> **Listed entries**:

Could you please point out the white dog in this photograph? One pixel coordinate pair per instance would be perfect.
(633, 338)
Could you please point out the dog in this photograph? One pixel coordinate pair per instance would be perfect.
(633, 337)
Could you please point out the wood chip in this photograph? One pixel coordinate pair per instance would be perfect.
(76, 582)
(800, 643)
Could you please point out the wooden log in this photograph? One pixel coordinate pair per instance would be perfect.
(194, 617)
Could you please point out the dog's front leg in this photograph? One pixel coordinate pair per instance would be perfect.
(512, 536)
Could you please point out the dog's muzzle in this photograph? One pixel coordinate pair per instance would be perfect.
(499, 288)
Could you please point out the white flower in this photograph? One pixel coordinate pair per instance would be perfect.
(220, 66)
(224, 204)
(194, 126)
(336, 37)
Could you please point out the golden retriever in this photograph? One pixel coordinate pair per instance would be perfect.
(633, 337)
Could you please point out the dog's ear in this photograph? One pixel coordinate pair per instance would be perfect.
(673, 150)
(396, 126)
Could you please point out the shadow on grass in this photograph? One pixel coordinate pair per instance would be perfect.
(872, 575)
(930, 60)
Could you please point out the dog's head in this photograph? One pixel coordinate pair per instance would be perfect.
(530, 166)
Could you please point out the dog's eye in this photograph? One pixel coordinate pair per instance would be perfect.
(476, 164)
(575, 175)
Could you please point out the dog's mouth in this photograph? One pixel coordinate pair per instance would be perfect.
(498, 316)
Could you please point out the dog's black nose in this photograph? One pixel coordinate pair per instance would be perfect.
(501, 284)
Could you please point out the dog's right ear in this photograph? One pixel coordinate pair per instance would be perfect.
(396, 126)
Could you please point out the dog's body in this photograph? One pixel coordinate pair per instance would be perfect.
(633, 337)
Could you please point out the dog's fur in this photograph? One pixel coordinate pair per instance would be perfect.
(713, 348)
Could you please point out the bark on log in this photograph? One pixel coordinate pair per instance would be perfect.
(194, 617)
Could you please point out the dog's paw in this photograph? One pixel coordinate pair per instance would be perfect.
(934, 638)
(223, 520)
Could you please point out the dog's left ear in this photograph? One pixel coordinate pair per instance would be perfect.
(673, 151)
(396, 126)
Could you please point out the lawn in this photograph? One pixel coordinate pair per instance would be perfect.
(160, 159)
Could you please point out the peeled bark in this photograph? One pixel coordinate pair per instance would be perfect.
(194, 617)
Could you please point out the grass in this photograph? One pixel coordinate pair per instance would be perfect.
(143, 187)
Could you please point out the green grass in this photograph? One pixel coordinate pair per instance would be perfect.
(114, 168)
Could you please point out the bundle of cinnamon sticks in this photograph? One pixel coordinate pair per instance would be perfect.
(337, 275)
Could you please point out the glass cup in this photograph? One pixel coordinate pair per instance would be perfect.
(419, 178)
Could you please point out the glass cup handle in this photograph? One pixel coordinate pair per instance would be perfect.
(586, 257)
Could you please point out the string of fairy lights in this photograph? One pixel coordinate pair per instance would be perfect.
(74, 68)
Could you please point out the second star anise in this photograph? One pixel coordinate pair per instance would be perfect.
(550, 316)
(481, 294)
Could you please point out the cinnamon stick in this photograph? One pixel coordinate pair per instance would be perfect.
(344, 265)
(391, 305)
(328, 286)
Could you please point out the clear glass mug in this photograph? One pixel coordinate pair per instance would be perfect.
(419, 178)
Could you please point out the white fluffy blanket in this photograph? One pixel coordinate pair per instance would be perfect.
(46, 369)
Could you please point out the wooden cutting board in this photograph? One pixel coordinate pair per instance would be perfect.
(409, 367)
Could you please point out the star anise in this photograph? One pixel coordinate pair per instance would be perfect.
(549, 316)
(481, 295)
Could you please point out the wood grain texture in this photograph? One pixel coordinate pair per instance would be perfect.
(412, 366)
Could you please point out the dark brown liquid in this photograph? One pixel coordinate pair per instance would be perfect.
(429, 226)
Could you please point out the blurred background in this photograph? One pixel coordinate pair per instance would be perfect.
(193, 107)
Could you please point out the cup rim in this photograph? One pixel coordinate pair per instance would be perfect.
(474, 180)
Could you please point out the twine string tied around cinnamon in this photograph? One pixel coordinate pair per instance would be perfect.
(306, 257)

> **Short exercise**: Every record shown above should be written out again exactly.

> **The result**:
Could you please point out the white dog in this photograph? One pixel coordinate pair per instance would be perfect.
(633, 338)
Could you please point out the dog in this photograph? One pixel coordinate pair per instance would be perfect.
(633, 337)
Could you please point out the wood chip in this photograph? One pixel coordinate pair per instance would be perfect.
(76, 582)
(800, 643)
Could you please point out the wooden log in this photograph? One pixel coordinate pair per instance would be perfect.
(194, 617)
Could you please point out the dog's front leg in this photograph? One pixel coordinate pair per instance would be perfect.
(512, 536)
Could you please point out the dog's muzzle in this photograph? One pixel coordinate pair per instance would be perfect.
(499, 288)
Could you please point out the white flower in this photograph? One pixel coordinate pair per instance would be perfect.
(220, 66)
(224, 204)
(194, 126)
(336, 37)
Could you please point out the golden retriever in this photograph? One pixel coordinate pair per instance would be perfect.
(633, 337)
Could you please point out the dog's ear in this photograph? One pixel coordinate pair per instance would be perfect.
(673, 150)
(396, 126)
Could you please point out the shadow on grass in this photograph? One pixel coordinate pair per instance would be perfect.
(872, 575)
(930, 60)
Could you please point out the dog's head in this photograph? One pixel coordinate pair per instance would be perfect.
(530, 166)
Could you please point out the dog's eye in this photograph? One pixel coordinate pair per instance would be perfect.
(476, 164)
(575, 175)
Could you please point out the dog's mouth in this photograph? One pixel coordinate pair per instance would be perfect.
(498, 316)
Could you please point out the dog's black nose in this photograph? One pixel coordinate pair per instance would be perfect.
(501, 284)
Could you please point out the dog's right ear in this photograph? One pixel coordinate pair per instance would be perfect.
(396, 126)
Could you please point out the dog's body in this photograph? One pixel coordinate pair per instance would be perfect.
(633, 337)
Could you please point out the dog's fur in this photograph? One pixel coordinate pair per instance would be perfect.
(713, 348)
Could you please point out the bark on log in this photograph? One pixel coordinate pair per instance would be perfect.
(194, 617)
Could you please point out the dog's paw in this photograph? One pixel coordinate pair per instance would be perfect.
(934, 638)
(223, 520)
Could you please point out the dog's left ear in this photograph? One pixel coordinate pair per instance would be perfect.
(673, 151)
(396, 126)
Could you please point out the lawn in this photograph? One pixel coordinate pair per instance would be perfect.
(160, 159)
Could you please point out the peeled bark in this photograph? One pixel coordinate pair per instance would be perfect.
(194, 617)
Could you please point out the grass in this photograph? One pixel coordinate pair per instance would be perfect.
(143, 187)
Could you please point out the green grass in this photograph? One pixel coordinate pair per instance would be perfect.
(114, 168)
Could you please point out the bundle of cinnamon sticks in this photograph? One pixel coordinate pair per instance would be perfect.
(337, 275)
Could you please point out the glass cup in this photograph? One pixel coordinate pair per instance would be perfect.
(419, 178)
Could you please point out the glass cup handle in this photograph? One pixel coordinate pair per instance would be perfect.
(586, 257)
Could you please point out the string of fairy lights in this photograph? One pixel coordinate pair per instance would be perfect.
(74, 68)
Could you please point out the second star anise in this photograph? One pixel coordinate pair per instance would be perfect.
(550, 316)
(481, 294)
Could you please point out the cinnamon stick in this photograph? One pixel coordinate pair per instance would be perfect.
(344, 265)
(391, 305)
(328, 286)
Could you please point out the clear glass mug in this photograph? One pixel coordinate pair per instance would be perfect.
(419, 178)
Could you please point out the white fluffy blanket in this photograph? One pixel coordinate pair per instance would be perfect.
(46, 369)
Could you please point out the wooden cutting board in this photograph? One pixel coordinate pair per instance would be perfect.
(409, 367)
Could you please point out the star anise in this photograph? One pixel coordinate pair per instance would be perfect.
(549, 316)
(481, 295)
Could you please point out the wood grain texture in this photograph? One pixel coordinate pair per instance would be perfect.
(412, 366)
Could you please point out the dark brown liquid in this photograph? One pixel coordinate pair per instance would be perfect.
(429, 226)
Could you please point out the blurred background in this photograph? One pixel coordinate pair per instance would be perfect.
(193, 107)
Could you please point out the cup rim in this photograph? One pixel coordinate pair per instance would be perfect.
(474, 180)
Could you please point out the twine string tied around cinnamon in this photograph? One pixel coordinate pair per instance would be perfect.
(306, 257)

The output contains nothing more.